- **Work required**
Carry over every entry exactly as it appears in the records.

Saved data entries:
◆ ◆ ◆

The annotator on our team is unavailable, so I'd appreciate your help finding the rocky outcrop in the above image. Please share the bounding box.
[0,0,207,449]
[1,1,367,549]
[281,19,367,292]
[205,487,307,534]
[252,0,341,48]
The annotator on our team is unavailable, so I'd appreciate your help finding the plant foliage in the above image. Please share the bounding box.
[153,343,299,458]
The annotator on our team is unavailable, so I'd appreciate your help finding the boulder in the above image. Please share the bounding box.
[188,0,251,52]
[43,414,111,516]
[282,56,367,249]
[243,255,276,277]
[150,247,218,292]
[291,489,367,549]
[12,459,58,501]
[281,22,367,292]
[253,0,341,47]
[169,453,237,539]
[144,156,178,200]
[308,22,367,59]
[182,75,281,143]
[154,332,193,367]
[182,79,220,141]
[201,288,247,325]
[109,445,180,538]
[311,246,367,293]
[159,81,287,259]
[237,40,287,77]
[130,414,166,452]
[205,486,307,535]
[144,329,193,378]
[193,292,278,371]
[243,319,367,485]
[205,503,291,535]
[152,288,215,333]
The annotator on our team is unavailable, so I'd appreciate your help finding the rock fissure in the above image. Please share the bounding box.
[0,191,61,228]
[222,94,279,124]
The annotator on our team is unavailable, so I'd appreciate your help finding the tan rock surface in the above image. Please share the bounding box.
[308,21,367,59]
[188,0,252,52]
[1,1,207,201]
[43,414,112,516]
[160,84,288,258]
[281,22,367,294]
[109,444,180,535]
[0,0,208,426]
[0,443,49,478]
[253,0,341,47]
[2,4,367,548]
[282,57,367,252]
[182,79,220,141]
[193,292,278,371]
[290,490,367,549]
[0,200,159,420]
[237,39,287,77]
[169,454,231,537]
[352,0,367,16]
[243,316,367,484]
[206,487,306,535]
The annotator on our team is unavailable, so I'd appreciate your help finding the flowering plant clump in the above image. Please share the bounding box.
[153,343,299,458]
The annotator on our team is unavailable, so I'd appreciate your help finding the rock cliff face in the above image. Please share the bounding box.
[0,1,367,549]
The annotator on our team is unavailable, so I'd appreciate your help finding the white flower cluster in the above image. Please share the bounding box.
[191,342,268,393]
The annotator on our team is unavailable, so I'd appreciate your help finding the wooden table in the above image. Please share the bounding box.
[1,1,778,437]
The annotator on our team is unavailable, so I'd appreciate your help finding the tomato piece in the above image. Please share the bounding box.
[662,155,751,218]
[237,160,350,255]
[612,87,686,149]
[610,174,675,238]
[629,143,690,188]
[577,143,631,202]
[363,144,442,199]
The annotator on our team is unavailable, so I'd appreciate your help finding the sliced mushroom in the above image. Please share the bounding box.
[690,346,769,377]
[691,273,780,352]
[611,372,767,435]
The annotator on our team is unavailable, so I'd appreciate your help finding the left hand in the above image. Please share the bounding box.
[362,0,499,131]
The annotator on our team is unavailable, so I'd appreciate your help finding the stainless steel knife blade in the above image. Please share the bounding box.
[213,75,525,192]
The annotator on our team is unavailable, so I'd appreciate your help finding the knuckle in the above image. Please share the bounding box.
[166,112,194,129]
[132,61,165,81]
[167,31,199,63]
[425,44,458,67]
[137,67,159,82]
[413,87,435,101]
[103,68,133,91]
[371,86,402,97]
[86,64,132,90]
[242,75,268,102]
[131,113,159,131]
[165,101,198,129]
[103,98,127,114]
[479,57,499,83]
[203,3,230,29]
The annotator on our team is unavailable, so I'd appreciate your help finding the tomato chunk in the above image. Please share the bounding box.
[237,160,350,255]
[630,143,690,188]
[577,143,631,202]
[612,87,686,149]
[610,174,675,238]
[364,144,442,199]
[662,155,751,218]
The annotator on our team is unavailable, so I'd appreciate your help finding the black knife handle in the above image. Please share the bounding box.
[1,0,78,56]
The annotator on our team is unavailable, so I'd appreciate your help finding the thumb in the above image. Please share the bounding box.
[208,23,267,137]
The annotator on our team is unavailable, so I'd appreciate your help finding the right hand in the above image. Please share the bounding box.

◆ ◆ ◆

- **Exercise response**
The annotator on our team is unavailable, so I'd appreciate your help finding the rocky outcrop in the above image. Please share the bounding box.
[0,0,207,449]
[1,1,367,549]
[281,19,367,292]
[205,487,307,534]
[252,0,341,48]
The annotator on our team is unavailable, so I'd appreciate your help finding the plant foliage in the above image. Please share the bounding box.
[153,343,299,458]
The annotator on our team is unavailable, so I'd appreciate your help finding the boulder in the above image. Please share the bounding box.
[188,0,251,52]
[43,414,111,516]
[282,56,367,249]
[243,255,276,277]
[150,247,218,292]
[291,489,367,549]
[12,459,58,501]
[281,22,367,292]
[253,0,341,47]
[169,453,237,539]
[144,156,178,200]
[308,22,367,59]
[182,75,281,143]
[154,332,193,367]
[182,79,220,141]
[201,288,247,325]
[109,445,180,538]
[311,246,367,293]
[159,81,287,259]
[237,40,287,77]
[130,414,166,452]
[205,486,307,535]
[144,329,193,378]
[193,292,278,371]
[243,319,367,485]
[205,503,291,535]
[152,288,215,333]
The annotator on our team is unavailable, so I'd appreciate your help finding the rock fissure in the above image. Please share the bounding box.
[0,191,61,228]
[222,94,279,124]
The annotator on our team is unavailable, so I'd appreciate your help finding the tan rock surface in the above image. Please share the bounding box.
[308,21,367,59]
[188,0,252,52]
[1,1,207,201]
[43,414,112,516]
[160,84,288,258]
[281,22,367,294]
[109,444,180,535]
[0,0,208,426]
[0,443,49,478]
[253,0,341,47]
[2,4,367,548]
[282,57,367,252]
[182,79,220,141]
[193,292,278,371]
[290,490,367,549]
[0,200,159,420]
[237,39,287,77]
[169,454,231,537]
[352,0,367,16]
[243,316,367,484]
[206,487,306,535]
The annotator on our team is unavailable, so I'd appreciate your help finding the flowering plant clump in the above image. Please share the bounding box.
[153,343,299,458]
The annotator on our team is unavailable, so I'd appreciate your help finding the rock cliff face in the above image. Please share the bounding box.
[0,1,367,549]
The annotator on our team is unavailable, so I'd appreciate your help finding the white flower cluster in the above image. Please share the bounding box.
[191,342,268,393]
The annotator on our team is unavailable, so I'd appreciate your help finding the wooden table in the above image. Please share the bounding box.
[1,1,778,437]
The annotator on our team is unavailable, so I'd appreciate your help finding the tomato piece in the above image. Please share the bounding box.
[662,155,751,218]
[237,160,350,255]
[612,87,686,149]
[610,174,675,238]
[629,143,690,188]
[577,143,631,202]
[363,144,442,199]
The annotator on our team is unavailable, so I'd appreciate your help finding the sliced mushroom in the above image. Please share the bounding box.
[690,346,769,377]
[691,273,780,352]
[611,372,767,435]
The annotator on our team is unavailable, so I'd appreciate your help finding the left hand in the above image. Please share the bounding box.
[362,0,499,131]
The annotator on our team is unavailable, so I'd appreciate your help finding the stainless steel knife blade in the above image. Please share the bounding box.
[213,75,525,192]
The annotator on our team is unavailable, so I'd appreciate your help finding the knuckle in the above image. Please share the bounding box.
[166,112,194,129]
[132,61,165,81]
[167,31,199,63]
[425,44,458,67]
[137,67,159,82]
[413,87,435,101]
[103,68,133,91]
[371,86,402,97]
[86,64,132,90]
[242,75,268,102]
[131,113,159,131]
[165,101,198,129]
[103,98,127,114]
[479,57,499,83]
[203,3,230,29]
The annotator on our team is unavailable, so I'd appreciate your help finding the tomato chunk in the above image. Please share the bounding box.
[237,160,350,255]
[630,143,690,188]
[577,143,631,202]
[612,87,686,149]
[610,174,675,238]
[364,144,442,199]
[662,155,751,218]
The annotator on our team is unavailable, so I'd appreciate your help finding the black knife handle in the above image. Please share the bounding box.
[1,0,78,56]
The annotator on our team is unavailable, so I'd appreciate your help finding the thumb in the above image. Please share the bounding box.
[208,23,267,137]
The annotator on our team is unavailable, so I'd appreciate your help finding the right hand in the above image. Please share the bounding box.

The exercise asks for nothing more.